Which lines in the listing below contain the word "jacket"? Return each of those lines in full.
⁂
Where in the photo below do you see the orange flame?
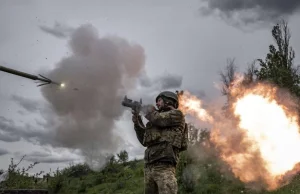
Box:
[180,79,300,190]
[179,91,213,122]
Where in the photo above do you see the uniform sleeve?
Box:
[145,109,184,127]
[134,116,145,146]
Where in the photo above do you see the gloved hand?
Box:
[131,110,138,124]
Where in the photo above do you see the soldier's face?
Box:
[156,98,164,110]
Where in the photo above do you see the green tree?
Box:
[255,20,300,97]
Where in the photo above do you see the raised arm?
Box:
[132,115,145,146]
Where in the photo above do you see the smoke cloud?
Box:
[200,0,300,24]
[38,25,145,168]
[39,22,75,38]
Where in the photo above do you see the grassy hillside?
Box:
[1,155,300,194]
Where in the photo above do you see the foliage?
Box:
[0,19,300,194]
[255,21,300,97]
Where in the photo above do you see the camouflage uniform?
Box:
[134,92,185,194]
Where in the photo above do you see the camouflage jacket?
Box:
[134,110,185,165]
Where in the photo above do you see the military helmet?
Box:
[155,91,178,108]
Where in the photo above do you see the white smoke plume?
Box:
[38,25,145,169]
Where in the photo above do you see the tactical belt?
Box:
[145,161,176,168]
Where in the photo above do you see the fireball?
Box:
[180,80,300,190]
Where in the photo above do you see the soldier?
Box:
[132,91,185,194]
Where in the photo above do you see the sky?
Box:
[0,0,300,172]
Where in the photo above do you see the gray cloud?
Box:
[0,148,9,156]
[140,73,183,90]
[200,0,300,24]
[0,116,58,145]
[24,151,78,163]
[11,95,41,112]
[39,22,75,38]
[35,25,145,167]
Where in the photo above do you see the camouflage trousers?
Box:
[144,164,178,194]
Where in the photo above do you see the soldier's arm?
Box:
[134,116,145,146]
[145,109,184,127]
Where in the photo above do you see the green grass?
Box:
[1,155,300,194]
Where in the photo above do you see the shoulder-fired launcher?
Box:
[122,96,142,113]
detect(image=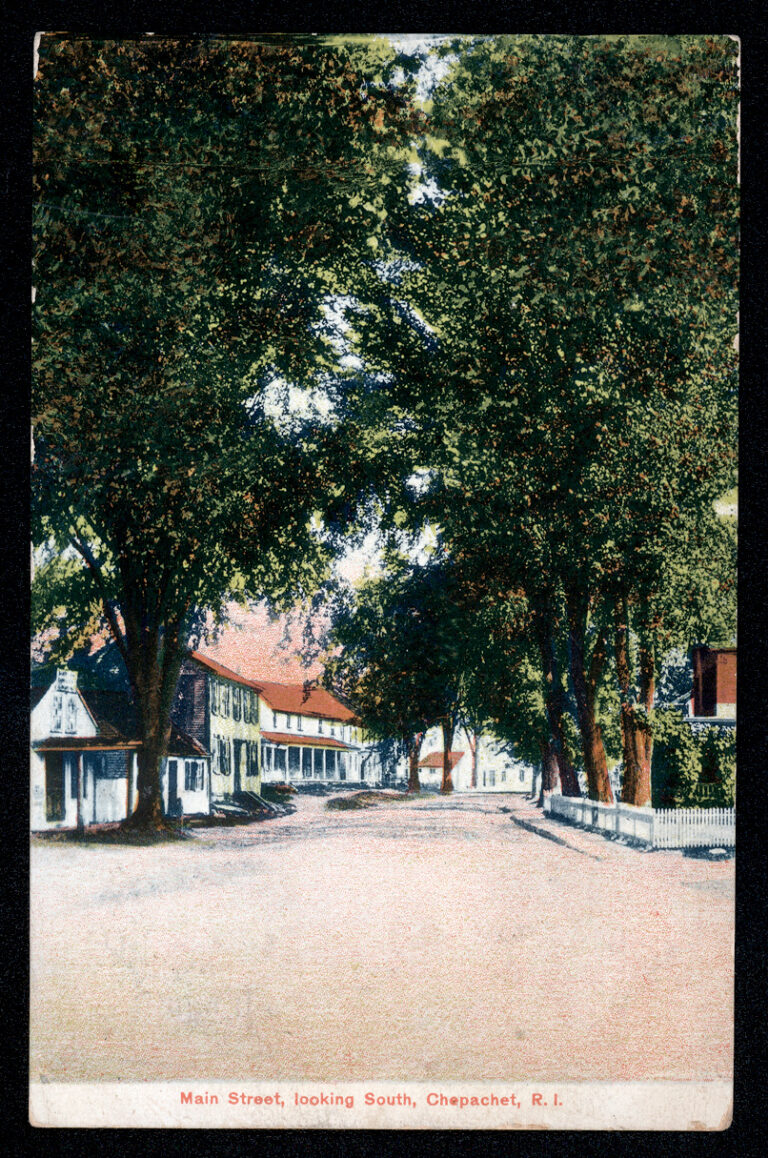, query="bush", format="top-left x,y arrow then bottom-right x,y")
651,708 -> 736,808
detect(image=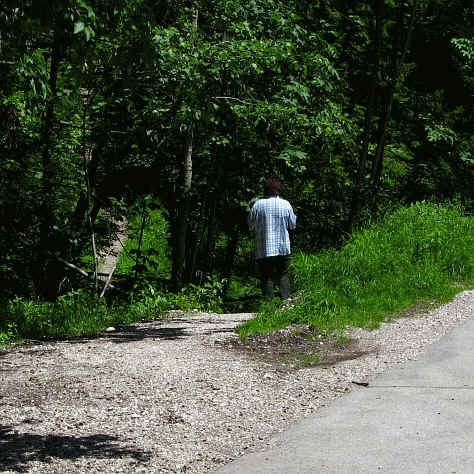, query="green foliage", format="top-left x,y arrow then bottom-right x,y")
115,209 -> 170,279
238,202 -> 474,338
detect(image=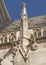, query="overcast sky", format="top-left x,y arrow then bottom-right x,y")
5,0 -> 46,20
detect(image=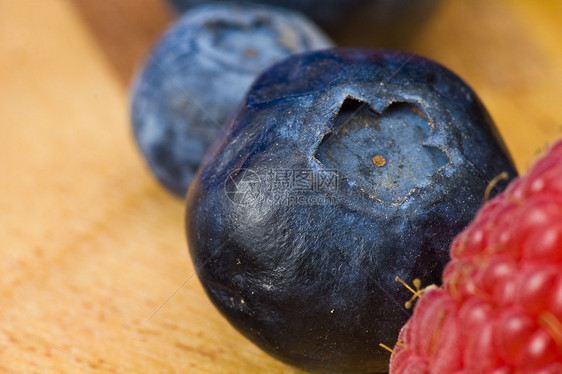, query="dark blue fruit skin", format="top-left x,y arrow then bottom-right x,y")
168,0 -> 440,47
131,3 -> 331,197
186,49 -> 517,373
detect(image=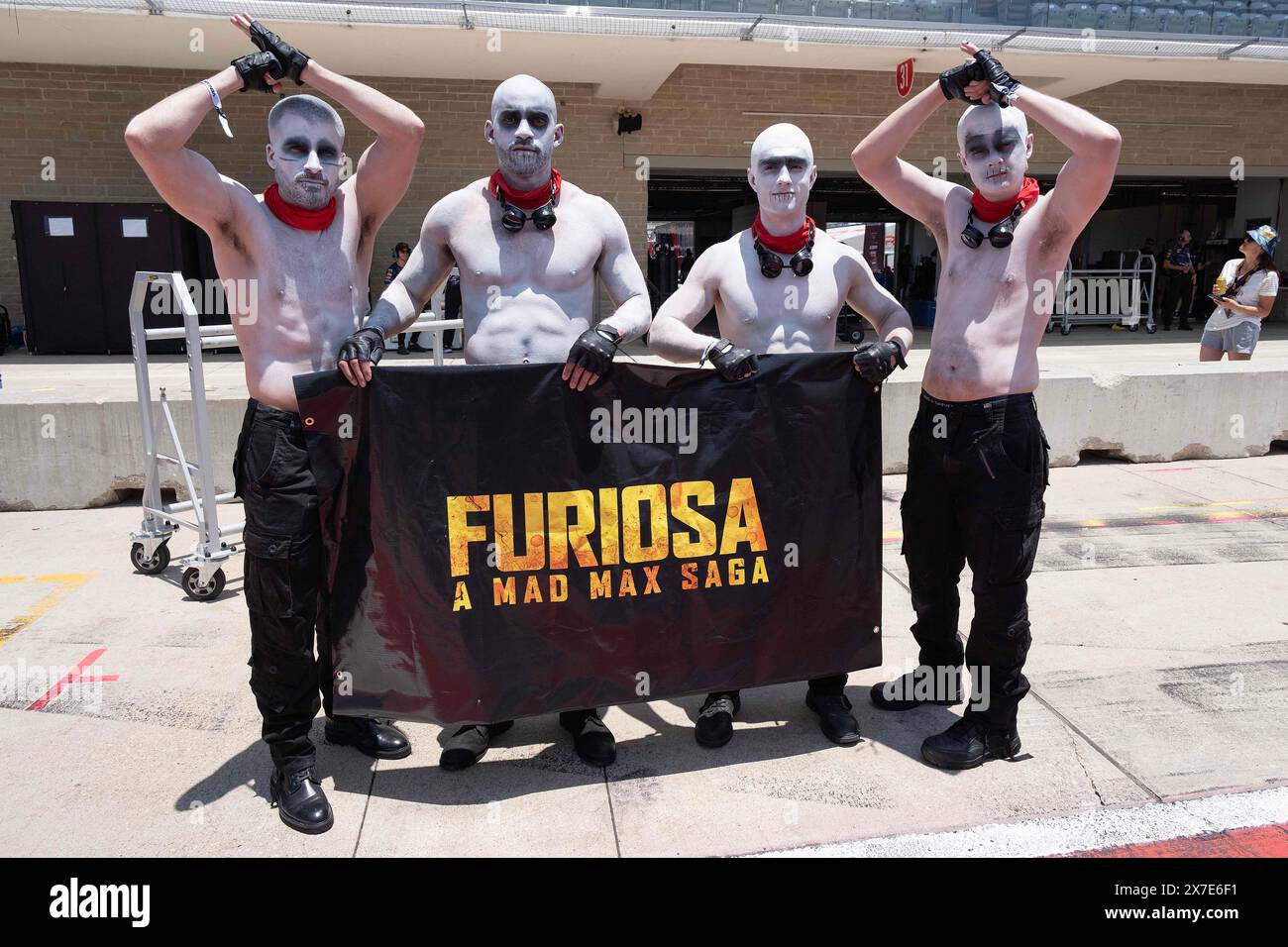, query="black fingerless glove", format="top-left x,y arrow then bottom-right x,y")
939,61 -> 984,106
854,342 -> 909,385
232,53 -> 283,91
568,325 -> 622,376
699,339 -> 757,381
975,49 -> 1020,108
335,326 -> 385,365
250,20 -> 309,85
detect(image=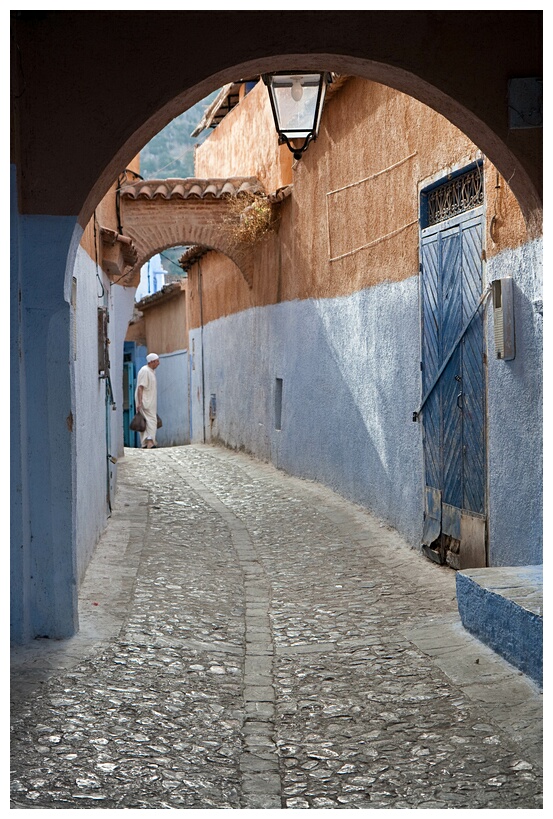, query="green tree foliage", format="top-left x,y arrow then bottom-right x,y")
140,91 -> 218,282
140,91 -> 218,179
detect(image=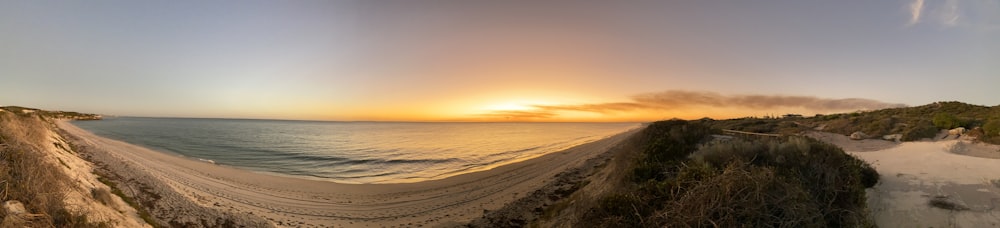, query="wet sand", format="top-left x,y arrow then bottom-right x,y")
812,133 -> 1000,227
57,121 -> 638,227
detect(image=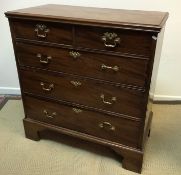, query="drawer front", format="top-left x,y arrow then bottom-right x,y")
20,70 -> 144,118
12,20 -> 73,45
24,96 -> 140,147
16,43 -> 148,87
76,26 -> 152,57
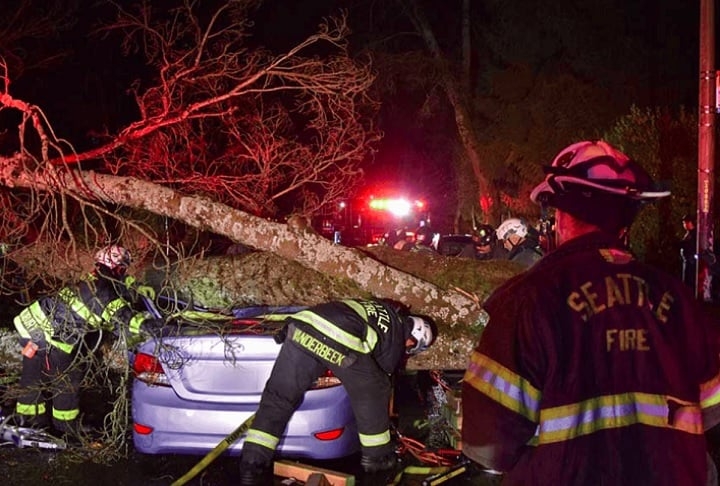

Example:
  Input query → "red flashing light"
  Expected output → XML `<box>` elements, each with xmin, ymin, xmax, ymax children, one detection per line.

<box><xmin>133</xmin><ymin>353</ymin><xmax>164</xmax><ymax>375</ymax></box>
<box><xmin>313</xmin><ymin>427</ymin><xmax>345</xmax><ymax>441</ymax></box>
<box><xmin>368</xmin><ymin>198</ymin><xmax>425</xmax><ymax>217</ymax></box>
<box><xmin>133</xmin><ymin>424</ymin><xmax>155</xmax><ymax>435</ymax></box>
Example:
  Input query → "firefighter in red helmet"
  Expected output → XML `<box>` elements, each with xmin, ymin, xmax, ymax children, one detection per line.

<box><xmin>462</xmin><ymin>141</ymin><xmax>720</xmax><ymax>485</ymax></box>
<box><xmin>13</xmin><ymin>245</ymin><xmax>163</xmax><ymax>438</ymax></box>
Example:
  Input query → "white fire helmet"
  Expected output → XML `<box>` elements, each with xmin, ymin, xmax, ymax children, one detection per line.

<box><xmin>95</xmin><ymin>245</ymin><xmax>132</xmax><ymax>270</ymax></box>
<box><xmin>406</xmin><ymin>316</ymin><xmax>435</xmax><ymax>355</ymax></box>
<box><xmin>495</xmin><ymin>218</ymin><xmax>528</xmax><ymax>240</ymax></box>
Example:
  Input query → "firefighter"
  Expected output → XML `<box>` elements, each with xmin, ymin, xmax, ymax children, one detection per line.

<box><xmin>240</xmin><ymin>300</ymin><xmax>436</xmax><ymax>485</ymax></box>
<box><xmin>462</xmin><ymin>141</ymin><xmax>720</xmax><ymax>485</ymax></box>
<box><xmin>496</xmin><ymin>218</ymin><xmax>543</xmax><ymax>268</ymax></box>
<box><xmin>14</xmin><ymin>245</ymin><xmax>162</xmax><ymax>437</ymax></box>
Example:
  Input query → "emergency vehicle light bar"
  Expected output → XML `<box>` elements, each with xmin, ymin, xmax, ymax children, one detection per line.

<box><xmin>369</xmin><ymin>199</ymin><xmax>425</xmax><ymax>216</ymax></box>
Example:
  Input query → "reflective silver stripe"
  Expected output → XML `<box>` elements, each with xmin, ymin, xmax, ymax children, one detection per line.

<box><xmin>358</xmin><ymin>430</ymin><xmax>390</xmax><ymax>447</ymax></box>
<box><xmin>538</xmin><ymin>392</ymin><xmax>703</xmax><ymax>444</ymax></box>
<box><xmin>293</xmin><ymin>311</ymin><xmax>373</xmax><ymax>354</ymax></box>
<box><xmin>343</xmin><ymin>300</ymin><xmax>378</xmax><ymax>350</ymax></box>
<box><xmin>58</xmin><ymin>288</ymin><xmax>103</xmax><ymax>327</ymax></box>
<box><xmin>101</xmin><ymin>297</ymin><xmax>128</xmax><ymax>322</ymax></box>
<box><xmin>245</xmin><ymin>429</ymin><xmax>280</xmax><ymax>451</ymax></box>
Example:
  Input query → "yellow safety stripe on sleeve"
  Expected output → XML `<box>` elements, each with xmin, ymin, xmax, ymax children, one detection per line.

<box><xmin>45</xmin><ymin>336</ymin><xmax>75</xmax><ymax>354</ymax></box>
<box><xmin>53</xmin><ymin>408</ymin><xmax>80</xmax><ymax>422</ymax></box>
<box><xmin>58</xmin><ymin>288</ymin><xmax>103</xmax><ymax>328</ymax></box>
<box><xmin>245</xmin><ymin>429</ymin><xmax>280</xmax><ymax>451</ymax></box>
<box><xmin>13</xmin><ymin>301</ymin><xmax>75</xmax><ymax>354</ymax></box>
<box><xmin>258</xmin><ymin>313</ymin><xmax>295</xmax><ymax>321</ymax></box>
<box><xmin>13</xmin><ymin>301</ymin><xmax>55</xmax><ymax>339</ymax></box>
<box><xmin>128</xmin><ymin>314</ymin><xmax>148</xmax><ymax>334</ymax></box>
<box><xmin>700</xmin><ymin>373</ymin><xmax>720</xmax><ymax>408</ymax></box>
<box><xmin>358</xmin><ymin>430</ymin><xmax>390</xmax><ymax>447</ymax></box>
<box><xmin>293</xmin><ymin>310</ymin><xmax>377</xmax><ymax>354</ymax></box>
<box><xmin>464</xmin><ymin>351</ymin><xmax>542</xmax><ymax>422</ymax></box>
<box><xmin>538</xmin><ymin>392</ymin><xmax>704</xmax><ymax>444</ymax></box>
<box><xmin>342</xmin><ymin>299</ymin><xmax>378</xmax><ymax>349</ymax></box>
<box><xmin>15</xmin><ymin>402</ymin><xmax>45</xmax><ymax>415</ymax></box>
<box><xmin>101</xmin><ymin>297</ymin><xmax>128</xmax><ymax>322</ymax></box>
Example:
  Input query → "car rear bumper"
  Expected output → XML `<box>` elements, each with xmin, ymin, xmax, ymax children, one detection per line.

<box><xmin>132</xmin><ymin>380</ymin><xmax>360</xmax><ymax>460</ymax></box>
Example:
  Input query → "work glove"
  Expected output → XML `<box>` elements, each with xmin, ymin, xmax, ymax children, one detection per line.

<box><xmin>135</xmin><ymin>285</ymin><xmax>155</xmax><ymax>300</ymax></box>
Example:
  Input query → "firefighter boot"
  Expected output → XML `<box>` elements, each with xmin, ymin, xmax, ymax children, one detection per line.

<box><xmin>360</xmin><ymin>452</ymin><xmax>398</xmax><ymax>474</ymax></box>
<box><xmin>238</xmin><ymin>461</ymin><xmax>273</xmax><ymax>486</ymax></box>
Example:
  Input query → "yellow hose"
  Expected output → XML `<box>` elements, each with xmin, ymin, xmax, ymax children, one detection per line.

<box><xmin>171</xmin><ymin>414</ymin><xmax>255</xmax><ymax>486</ymax></box>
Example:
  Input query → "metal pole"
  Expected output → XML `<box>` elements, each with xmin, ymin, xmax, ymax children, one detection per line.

<box><xmin>695</xmin><ymin>0</ymin><xmax>716</xmax><ymax>302</ymax></box>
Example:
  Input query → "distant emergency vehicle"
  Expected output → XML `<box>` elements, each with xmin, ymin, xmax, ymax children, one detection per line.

<box><xmin>314</xmin><ymin>195</ymin><xmax>430</xmax><ymax>246</ymax></box>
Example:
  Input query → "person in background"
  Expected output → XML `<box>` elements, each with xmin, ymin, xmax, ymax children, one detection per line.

<box><xmin>496</xmin><ymin>218</ymin><xmax>543</xmax><ymax>268</ymax></box>
<box><xmin>458</xmin><ymin>224</ymin><xmax>504</xmax><ymax>260</ymax></box>
<box><xmin>680</xmin><ymin>214</ymin><xmax>697</xmax><ymax>289</ymax></box>
<box><xmin>409</xmin><ymin>224</ymin><xmax>435</xmax><ymax>253</ymax></box>
<box><xmin>13</xmin><ymin>245</ymin><xmax>163</xmax><ymax>437</ymax></box>
<box><xmin>239</xmin><ymin>299</ymin><xmax>437</xmax><ymax>486</ymax></box>
<box><xmin>462</xmin><ymin>141</ymin><xmax>720</xmax><ymax>486</ymax></box>
<box><xmin>538</xmin><ymin>216</ymin><xmax>555</xmax><ymax>255</ymax></box>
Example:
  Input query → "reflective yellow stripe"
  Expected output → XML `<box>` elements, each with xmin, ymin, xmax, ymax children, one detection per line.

<box><xmin>15</xmin><ymin>402</ymin><xmax>45</xmax><ymax>415</ymax></box>
<box><xmin>293</xmin><ymin>311</ymin><xmax>373</xmax><ymax>354</ymax></box>
<box><xmin>45</xmin><ymin>337</ymin><xmax>75</xmax><ymax>354</ymax></box>
<box><xmin>538</xmin><ymin>392</ymin><xmax>703</xmax><ymax>444</ymax></box>
<box><xmin>58</xmin><ymin>288</ymin><xmax>102</xmax><ymax>327</ymax></box>
<box><xmin>342</xmin><ymin>299</ymin><xmax>368</xmax><ymax>322</ymax></box>
<box><xmin>13</xmin><ymin>301</ymin><xmax>75</xmax><ymax>354</ymax></box>
<box><xmin>13</xmin><ymin>301</ymin><xmax>55</xmax><ymax>339</ymax></box>
<box><xmin>100</xmin><ymin>297</ymin><xmax>128</xmax><ymax>322</ymax></box>
<box><xmin>245</xmin><ymin>429</ymin><xmax>280</xmax><ymax>451</ymax></box>
<box><xmin>172</xmin><ymin>310</ymin><xmax>235</xmax><ymax>321</ymax></box>
<box><xmin>463</xmin><ymin>351</ymin><xmax>542</xmax><ymax>422</ymax></box>
<box><xmin>700</xmin><ymin>373</ymin><xmax>720</xmax><ymax>408</ymax></box>
<box><xmin>358</xmin><ymin>430</ymin><xmax>390</xmax><ymax>447</ymax></box>
<box><xmin>342</xmin><ymin>299</ymin><xmax>378</xmax><ymax>350</ymax></box>
<box><xmin>53</xmin><ymin>408</ymin><xmax>80</xmax><ymax>422</ymax></box>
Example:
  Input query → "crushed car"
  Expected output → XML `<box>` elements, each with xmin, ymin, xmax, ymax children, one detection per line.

<box><xmin>131</xmin><ymin>298</ymin><xmax>360</xmax><ymax>460</ymax></box>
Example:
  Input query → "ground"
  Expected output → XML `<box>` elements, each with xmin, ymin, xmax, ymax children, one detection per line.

<box><xmin>0</xmin><ymin>372</ymin><xmax>499</xmax><ymax>486</ymax></box>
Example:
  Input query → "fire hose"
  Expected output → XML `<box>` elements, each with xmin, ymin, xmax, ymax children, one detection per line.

<box><xmin>171</xmin><ymin>413</ymin><xmax>255</xmax><ymax>486</ymax></box>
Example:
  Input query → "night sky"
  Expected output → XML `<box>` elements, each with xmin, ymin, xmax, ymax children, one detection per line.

<box><xmin>0</xmin><ymin>0</ymin><xmax>720</xmax><ymax>224</ymax></box>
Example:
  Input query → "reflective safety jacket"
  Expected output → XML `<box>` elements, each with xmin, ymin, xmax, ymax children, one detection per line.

<box><xmin>288</xmin><ymin>299</ymin><xmax>409</xmax><ymax>374</ymax></box>
<box><xmin>14</xmin><ymin>275</ymin><xmax>154</xmax><ymax>353</ymax></box>
<box><xmin>462</xmin><ymin>233</ymin><xmax>720</xmax><ymax>485</ymax></box>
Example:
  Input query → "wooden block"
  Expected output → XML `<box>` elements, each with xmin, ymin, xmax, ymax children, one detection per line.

<box><xmin>273</xmin><ymin>460</ymin><xmax>355</xmax><ymax>486</ymax></box>
<box><xmin>305</xmin><ymin>473</ymin><xmax>332</xmax><ymax>486</ymax></box>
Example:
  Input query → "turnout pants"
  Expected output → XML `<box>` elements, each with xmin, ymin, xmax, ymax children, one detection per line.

<box><xmin>242</xmin><ymin>339</ymin><xmax>394</xmax><ymax>465</ymax></box>
<box><xmin>15</xmin><ymin>340</ymin><xmax>83</xmax><ymax>431</ymax></box>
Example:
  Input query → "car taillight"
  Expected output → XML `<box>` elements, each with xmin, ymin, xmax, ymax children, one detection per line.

<box><xmin>133</xmin><ymin>424</ymin><xmax>155</xmax><ymax>435</ymax></box>
<box><xmin>133</xmin><ymin>353</ymin><xmax>170</xmax><ymax>386</ymax></box>
<box><xmin>313</xmin><ymin>427</ymin><xmax>345</xmax><ymax>440</ymax></box>
<box><xmin>310</xmin><ymin>370</ymin><xmax>342</xmax><ymax>390</ymax></box>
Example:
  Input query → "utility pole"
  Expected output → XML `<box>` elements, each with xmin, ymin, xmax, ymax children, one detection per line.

<box><xmin>695</xmin><ymin>0</ymin><xmax>716</xmax><ymax>302</ymax></box>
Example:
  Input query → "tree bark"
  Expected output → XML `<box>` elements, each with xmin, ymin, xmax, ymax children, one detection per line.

<box><xmin>0</xmin><ymin>157</ymin><xmax>486</xmax><ymax>327</ymax></box>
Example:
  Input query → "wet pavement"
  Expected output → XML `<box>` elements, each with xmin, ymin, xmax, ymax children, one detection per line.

<box><xmin>0</xmin><ymin>377</ymin><xmax>499</xmax><ymax>486</ymax></box>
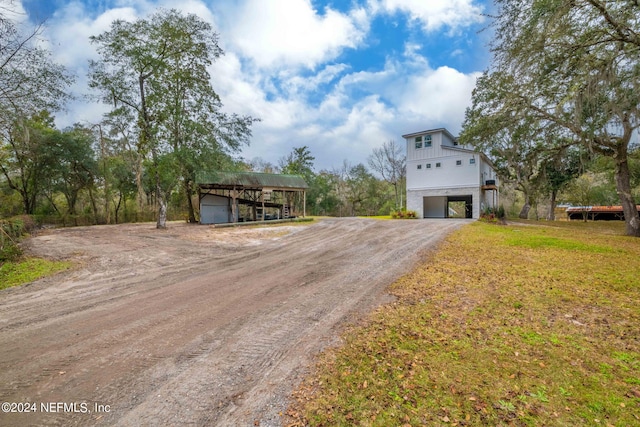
⁂
▶ [The solution]:
Where in the photo above do you see the camouflage jacket?
  Input query → "reflective safety jacket"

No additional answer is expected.